> [Problem]: Your answer should be every line from the records that contains "square".
*** Opening Given records ***
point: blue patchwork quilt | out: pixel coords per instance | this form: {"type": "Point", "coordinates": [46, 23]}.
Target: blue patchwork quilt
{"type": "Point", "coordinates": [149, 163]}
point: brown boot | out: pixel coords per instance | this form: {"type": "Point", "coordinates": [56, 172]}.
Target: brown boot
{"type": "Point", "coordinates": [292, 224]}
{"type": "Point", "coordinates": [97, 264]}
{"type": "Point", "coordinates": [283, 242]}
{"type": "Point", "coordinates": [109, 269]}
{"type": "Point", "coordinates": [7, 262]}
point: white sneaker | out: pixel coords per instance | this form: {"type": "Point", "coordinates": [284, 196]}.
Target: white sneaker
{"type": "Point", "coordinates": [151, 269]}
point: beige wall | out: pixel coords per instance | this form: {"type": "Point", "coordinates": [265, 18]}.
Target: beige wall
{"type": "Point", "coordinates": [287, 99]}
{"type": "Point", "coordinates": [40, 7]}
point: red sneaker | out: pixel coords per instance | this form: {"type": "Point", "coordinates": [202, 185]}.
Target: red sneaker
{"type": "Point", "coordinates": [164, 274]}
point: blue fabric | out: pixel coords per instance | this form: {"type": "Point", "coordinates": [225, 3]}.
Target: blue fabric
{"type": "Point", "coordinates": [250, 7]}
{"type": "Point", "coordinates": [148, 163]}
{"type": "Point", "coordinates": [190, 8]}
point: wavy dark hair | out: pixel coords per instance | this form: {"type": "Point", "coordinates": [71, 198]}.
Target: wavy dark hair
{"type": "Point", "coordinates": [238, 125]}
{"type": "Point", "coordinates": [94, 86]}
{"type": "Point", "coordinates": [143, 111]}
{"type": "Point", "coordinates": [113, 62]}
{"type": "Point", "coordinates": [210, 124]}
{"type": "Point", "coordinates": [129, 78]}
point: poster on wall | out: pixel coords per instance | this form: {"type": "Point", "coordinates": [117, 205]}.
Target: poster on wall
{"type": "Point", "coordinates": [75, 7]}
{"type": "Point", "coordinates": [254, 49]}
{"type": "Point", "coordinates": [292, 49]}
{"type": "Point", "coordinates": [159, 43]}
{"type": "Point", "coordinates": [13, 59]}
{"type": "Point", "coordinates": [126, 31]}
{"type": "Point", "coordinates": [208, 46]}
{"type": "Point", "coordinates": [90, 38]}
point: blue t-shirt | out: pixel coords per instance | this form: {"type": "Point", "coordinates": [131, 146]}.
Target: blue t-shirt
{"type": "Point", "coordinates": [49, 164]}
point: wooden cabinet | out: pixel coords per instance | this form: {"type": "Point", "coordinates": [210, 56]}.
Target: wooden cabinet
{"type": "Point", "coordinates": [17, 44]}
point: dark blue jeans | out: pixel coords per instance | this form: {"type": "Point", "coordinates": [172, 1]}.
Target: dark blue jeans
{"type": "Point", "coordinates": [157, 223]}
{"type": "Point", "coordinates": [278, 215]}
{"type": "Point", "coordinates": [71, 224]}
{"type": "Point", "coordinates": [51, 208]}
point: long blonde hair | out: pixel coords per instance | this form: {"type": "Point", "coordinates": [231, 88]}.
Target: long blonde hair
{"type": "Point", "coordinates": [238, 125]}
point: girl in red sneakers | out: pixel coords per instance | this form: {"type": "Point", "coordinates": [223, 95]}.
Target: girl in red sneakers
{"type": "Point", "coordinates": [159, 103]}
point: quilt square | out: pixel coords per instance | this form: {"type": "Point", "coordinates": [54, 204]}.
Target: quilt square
*** Closing Given records ***
> [Your response]:
point: quilt square | out: pixel coords per instance | this form: {"type": "Point", "coordinates": [54, 204]}.
Target: quilt square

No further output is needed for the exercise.